## YOUR TASK
Set out exactly, line by line, the stretch of data below that begins at the line containing "Category: tram" and ends at the line containing "195, row 15.", with both ends kept.

## DATA PROVIDED
┄┄┄┄┄┄

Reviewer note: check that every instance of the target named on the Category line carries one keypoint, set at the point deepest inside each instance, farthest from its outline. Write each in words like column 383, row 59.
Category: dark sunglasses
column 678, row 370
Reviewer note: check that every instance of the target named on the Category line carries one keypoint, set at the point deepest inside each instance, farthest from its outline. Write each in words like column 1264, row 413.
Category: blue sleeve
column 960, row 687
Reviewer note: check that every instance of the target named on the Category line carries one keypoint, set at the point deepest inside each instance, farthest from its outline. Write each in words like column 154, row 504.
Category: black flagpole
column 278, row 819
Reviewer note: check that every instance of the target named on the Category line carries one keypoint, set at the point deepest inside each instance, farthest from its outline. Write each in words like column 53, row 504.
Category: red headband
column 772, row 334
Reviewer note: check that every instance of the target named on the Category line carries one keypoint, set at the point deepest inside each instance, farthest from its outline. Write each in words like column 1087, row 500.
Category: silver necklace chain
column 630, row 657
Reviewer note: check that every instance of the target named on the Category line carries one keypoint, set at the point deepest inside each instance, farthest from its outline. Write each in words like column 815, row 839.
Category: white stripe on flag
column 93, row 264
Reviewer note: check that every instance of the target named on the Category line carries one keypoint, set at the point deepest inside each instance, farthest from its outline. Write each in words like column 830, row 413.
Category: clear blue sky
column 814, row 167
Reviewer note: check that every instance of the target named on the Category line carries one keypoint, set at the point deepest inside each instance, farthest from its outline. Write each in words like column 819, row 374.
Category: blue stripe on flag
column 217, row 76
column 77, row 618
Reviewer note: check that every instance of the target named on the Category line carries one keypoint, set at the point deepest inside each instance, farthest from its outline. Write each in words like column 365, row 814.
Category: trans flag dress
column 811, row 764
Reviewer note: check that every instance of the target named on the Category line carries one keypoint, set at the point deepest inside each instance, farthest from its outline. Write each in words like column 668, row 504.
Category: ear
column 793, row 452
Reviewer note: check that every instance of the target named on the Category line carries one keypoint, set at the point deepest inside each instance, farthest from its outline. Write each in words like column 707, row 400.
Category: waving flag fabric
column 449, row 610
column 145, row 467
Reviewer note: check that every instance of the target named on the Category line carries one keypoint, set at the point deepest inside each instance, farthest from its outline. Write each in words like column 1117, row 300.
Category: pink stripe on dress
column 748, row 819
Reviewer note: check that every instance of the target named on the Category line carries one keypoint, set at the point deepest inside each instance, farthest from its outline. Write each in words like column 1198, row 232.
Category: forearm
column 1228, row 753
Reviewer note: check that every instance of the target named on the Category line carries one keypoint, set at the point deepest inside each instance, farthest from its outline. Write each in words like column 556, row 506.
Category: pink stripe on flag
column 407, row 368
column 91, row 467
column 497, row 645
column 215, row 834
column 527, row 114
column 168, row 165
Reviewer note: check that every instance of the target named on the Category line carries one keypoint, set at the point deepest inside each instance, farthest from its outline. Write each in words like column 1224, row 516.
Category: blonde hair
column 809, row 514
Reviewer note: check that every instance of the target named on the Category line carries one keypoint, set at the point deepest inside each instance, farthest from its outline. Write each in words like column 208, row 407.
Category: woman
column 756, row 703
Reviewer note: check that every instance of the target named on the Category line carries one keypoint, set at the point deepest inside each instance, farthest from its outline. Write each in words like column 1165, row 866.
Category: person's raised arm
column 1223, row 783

┄┄┄┄┄┄

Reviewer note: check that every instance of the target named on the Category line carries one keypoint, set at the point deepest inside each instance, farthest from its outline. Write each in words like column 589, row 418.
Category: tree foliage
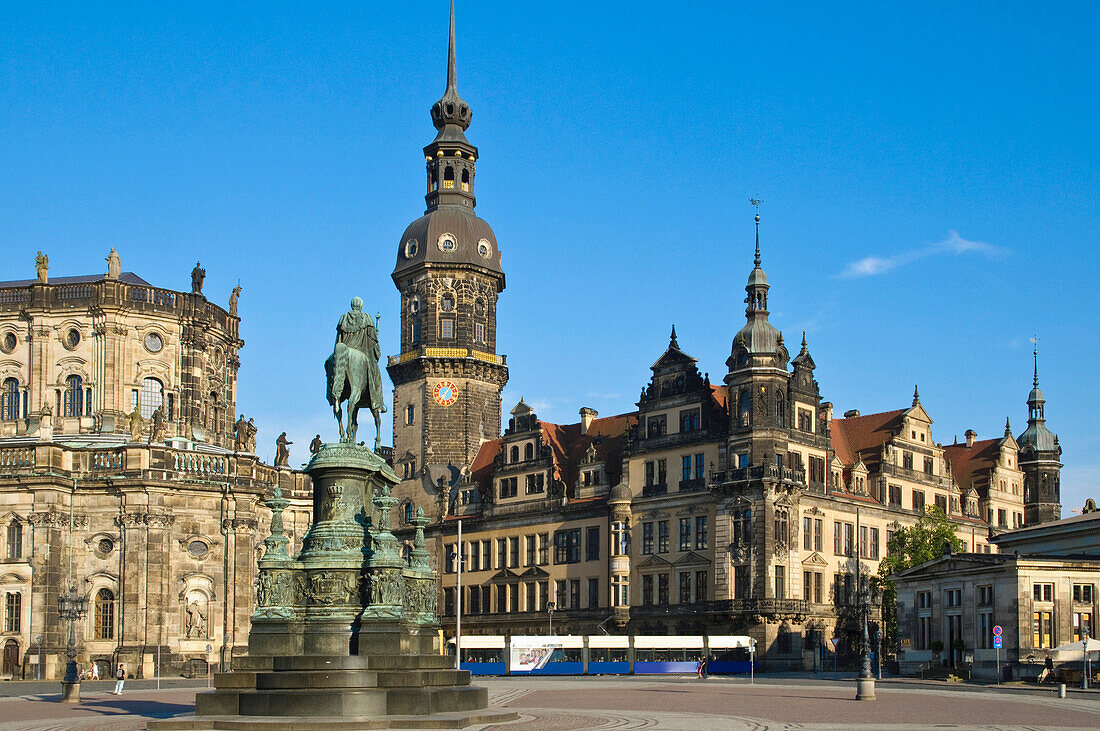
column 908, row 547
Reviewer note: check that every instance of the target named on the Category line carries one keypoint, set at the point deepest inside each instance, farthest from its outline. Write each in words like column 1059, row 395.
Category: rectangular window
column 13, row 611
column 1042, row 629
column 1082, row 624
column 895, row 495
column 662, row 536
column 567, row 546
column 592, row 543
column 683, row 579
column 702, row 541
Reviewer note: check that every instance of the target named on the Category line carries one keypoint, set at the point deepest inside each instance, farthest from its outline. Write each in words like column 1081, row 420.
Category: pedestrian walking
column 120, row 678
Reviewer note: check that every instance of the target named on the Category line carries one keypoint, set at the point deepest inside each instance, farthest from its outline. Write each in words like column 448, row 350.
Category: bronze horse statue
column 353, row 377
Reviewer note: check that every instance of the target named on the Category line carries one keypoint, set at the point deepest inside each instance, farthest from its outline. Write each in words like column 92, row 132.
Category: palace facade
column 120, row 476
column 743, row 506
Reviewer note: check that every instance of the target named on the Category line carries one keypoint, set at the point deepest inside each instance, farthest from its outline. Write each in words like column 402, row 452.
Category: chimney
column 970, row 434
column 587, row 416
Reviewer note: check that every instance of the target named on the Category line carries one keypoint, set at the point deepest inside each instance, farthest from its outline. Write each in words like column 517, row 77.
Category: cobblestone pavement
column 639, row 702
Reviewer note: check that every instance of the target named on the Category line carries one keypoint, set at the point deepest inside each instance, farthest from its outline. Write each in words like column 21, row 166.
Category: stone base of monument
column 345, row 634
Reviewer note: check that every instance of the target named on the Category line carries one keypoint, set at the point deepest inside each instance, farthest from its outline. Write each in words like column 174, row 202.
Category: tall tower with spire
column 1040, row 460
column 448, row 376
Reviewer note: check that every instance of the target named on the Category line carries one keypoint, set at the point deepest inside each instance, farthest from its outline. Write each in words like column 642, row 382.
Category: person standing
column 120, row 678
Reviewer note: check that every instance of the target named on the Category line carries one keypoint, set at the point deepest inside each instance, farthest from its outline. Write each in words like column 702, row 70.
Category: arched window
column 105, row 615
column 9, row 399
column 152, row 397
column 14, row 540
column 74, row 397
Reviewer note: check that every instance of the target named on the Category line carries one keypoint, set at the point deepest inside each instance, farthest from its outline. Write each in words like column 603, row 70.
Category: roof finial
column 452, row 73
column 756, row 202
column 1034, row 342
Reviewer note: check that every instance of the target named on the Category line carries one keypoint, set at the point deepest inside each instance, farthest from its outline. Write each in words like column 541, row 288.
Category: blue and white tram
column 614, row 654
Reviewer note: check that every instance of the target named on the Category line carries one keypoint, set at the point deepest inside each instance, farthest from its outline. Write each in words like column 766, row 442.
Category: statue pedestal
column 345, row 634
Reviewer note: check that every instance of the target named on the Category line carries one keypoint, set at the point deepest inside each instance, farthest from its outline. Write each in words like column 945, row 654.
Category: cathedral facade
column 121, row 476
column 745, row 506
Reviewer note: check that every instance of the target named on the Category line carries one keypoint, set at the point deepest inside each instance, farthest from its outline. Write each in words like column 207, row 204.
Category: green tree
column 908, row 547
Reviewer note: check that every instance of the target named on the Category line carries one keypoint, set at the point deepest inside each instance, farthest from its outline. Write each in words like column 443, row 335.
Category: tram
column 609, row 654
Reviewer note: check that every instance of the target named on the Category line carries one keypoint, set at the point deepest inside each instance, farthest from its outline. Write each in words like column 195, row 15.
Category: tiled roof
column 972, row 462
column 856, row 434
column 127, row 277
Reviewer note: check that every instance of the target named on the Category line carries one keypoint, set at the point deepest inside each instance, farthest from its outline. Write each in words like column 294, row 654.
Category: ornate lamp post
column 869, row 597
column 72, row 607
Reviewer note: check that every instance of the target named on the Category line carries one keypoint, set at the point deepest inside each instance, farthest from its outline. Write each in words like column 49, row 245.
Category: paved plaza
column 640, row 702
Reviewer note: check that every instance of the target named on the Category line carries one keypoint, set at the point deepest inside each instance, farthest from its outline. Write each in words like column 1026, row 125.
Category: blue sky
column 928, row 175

┄┄┄┄┄┄

## TASK ANSWER
Category: tram
column 609, row 654
Reviewer note: check that every instance of the target named on the Category line carries one keypoint, set at the point deepest inside each instance, farthest from its outline. Write each in words like column 195, row 15.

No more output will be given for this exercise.